> REQUEST
Can you turn every line of the items below into a JSON list of strings, with one string per line and blank lines left out?

Lines of data
************
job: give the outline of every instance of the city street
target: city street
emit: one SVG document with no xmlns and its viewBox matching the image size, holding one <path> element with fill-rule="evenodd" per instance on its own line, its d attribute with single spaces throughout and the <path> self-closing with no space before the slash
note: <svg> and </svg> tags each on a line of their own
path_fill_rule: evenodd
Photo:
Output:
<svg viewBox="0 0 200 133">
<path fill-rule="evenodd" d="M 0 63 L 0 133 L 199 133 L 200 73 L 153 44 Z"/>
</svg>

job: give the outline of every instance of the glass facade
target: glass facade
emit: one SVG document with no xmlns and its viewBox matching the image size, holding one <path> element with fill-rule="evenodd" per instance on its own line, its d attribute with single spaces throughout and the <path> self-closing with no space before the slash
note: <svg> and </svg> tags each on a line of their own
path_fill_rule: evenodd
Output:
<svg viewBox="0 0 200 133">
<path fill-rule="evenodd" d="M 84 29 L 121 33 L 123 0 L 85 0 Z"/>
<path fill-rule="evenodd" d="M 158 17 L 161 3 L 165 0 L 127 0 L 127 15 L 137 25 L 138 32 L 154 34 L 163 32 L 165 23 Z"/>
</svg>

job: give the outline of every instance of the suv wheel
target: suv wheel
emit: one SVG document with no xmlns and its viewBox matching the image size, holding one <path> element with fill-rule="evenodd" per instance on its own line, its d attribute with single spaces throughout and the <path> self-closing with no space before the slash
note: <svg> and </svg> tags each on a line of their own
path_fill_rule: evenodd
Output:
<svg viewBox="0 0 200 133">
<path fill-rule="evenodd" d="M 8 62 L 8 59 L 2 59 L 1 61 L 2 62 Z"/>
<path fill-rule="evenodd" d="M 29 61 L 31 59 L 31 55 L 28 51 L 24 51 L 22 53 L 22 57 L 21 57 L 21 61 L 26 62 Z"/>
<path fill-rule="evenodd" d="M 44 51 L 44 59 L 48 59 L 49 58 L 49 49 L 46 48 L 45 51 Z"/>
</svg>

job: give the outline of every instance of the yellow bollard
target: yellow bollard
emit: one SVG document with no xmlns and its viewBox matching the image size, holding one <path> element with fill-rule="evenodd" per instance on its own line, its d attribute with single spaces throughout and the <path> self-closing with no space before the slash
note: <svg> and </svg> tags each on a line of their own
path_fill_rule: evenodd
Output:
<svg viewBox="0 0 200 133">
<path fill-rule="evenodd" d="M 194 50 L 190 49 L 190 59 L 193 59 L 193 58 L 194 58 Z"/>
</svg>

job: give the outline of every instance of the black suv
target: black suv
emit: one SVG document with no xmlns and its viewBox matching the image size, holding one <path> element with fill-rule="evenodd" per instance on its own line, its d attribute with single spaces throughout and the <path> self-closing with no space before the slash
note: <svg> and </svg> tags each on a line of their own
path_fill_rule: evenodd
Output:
************
> ANSWER TO THE PROBLEM
[
  "job: give the outline of every instance of the city street",
  "target: city street",
  "emit: one SVG document with no xmlns and its viewBox matching the image size, holding one <path> element with fill-rule=\"evenodd\" per instance on its own line, its d attribute with single spaces throughout and the <path> self-closing with no space before the slash",
  "note: <svg> and </svg> tags each on a line of their own",
  "path_fill_rule: evenodd",
  "Photo:",
  "Output:",
  "<svg viewBox=\"0 0 200 133\">",
  "<path fill-rule=\"evenodd\" d=\"M 0 63 L 0 133 L 199 133 L 200 73 L 153 44 Z\"/>",
  "</svg>",
  "job: give the outline of every instance of the glass facade",
  "target: glass facade",
  "emit: one SVG document with no xmlns and its viewBox matching the image size, holding one <path> element with fill-rule=\"evenodd\" per instance on its own line, its d attribute with single spaces throughout and the <path> self-closing with no space before the slash",
  "note: <svg> and </svg> tags each on a line of their own",
  "path_fill_rule: evenodd",
  "Output:",
  "<svg viewBox=\"0 0 200 133\">",
  "<path fill-rule=\"evenodd\" d=\"M 84 29 L 121 33 L 123 0 L 85 0 Z\"/>",
  "<path fill-rule=\"evenodd\" d=\"M 158 17 L 161 3 L 165 0 L 127 0 L 127 15 L 137 25 L 138 32 L 154 34 L 163 32 L 165 23 Z\"/>",
  "</svg>",
  "job: give the outline of every instance of the suv wheel",
  "target: suv wheel",
  "emit: one SVG document with no xmlns and its viewBox matching the image size, holding one <path> element with fill-rule=\"evenodd\" per instance on its own line, its d attribute with single spaces throughout and the <path> self-closing with no space before the slash",
  "note: <svg> and </svg> tags each on a line of their own",
  "path_fill_rule: evenodd",
  "Output:",
  "<svg viewBox=\"0 0 200 133\">",
  "<path fill-rule=\"evenodd\" d=\"M 8 62 L 8 59 L 2 59 L 1 61 L 2 62 Z\"/>",
  "<path fill-rule=\"evenodd\" d=\"M 29 61 L 31 59 L 31 55 L 28 51 L 24 51 L 22 53 L 22 57 L 21 57 L 21 61 L 26 62 Z\"/>",
  "<path fill-rule=\"evenodd\" d=\"M 44 51 L 44 59 L 48 59 L 49 58 L 49 49 L 46 48 L 45 51 Z\"/>",
  "</svg>",
  "job: give the outline of every instance of the yellow bollard",
  "target: yellow bollard",
  "emit: one SVG document with no xmlns and its viewBox matching the image size, holding one <path> element with fill-rule=\"evenodd\" per instance on its own line, its d attribute with single spaces throughout and the <path> self-closing with no space before the slash",
  "note: <svg> and </svg> tags each on a line of their own",
  "path_fill_rule: evenodd",
  "Output:",
  "<svg viewBox=\"0 0 200 133\">",
  "<path fill-rule=\"evenodd\" d=\"M 194 50 L 190 49 L 190 59 L 193 59 L 193 58 L 194 58 Z\"/>",
  "</svg>",
  "job: give the outline of every instance of the black suv",
  "target: black suv",
  "emit: one SVG document with no xmlns and its viewBox matching the image size, holding one <path> element with fill-rule=\"evenodd\" per instance on its own line, its d attribute with single spaces throughout and the <path> self-closing with no space before the slash",
  "note: <svg> and </svg> tags each on a line of their own",
  "path_fill_rule: evenodd",
  "Output:"
]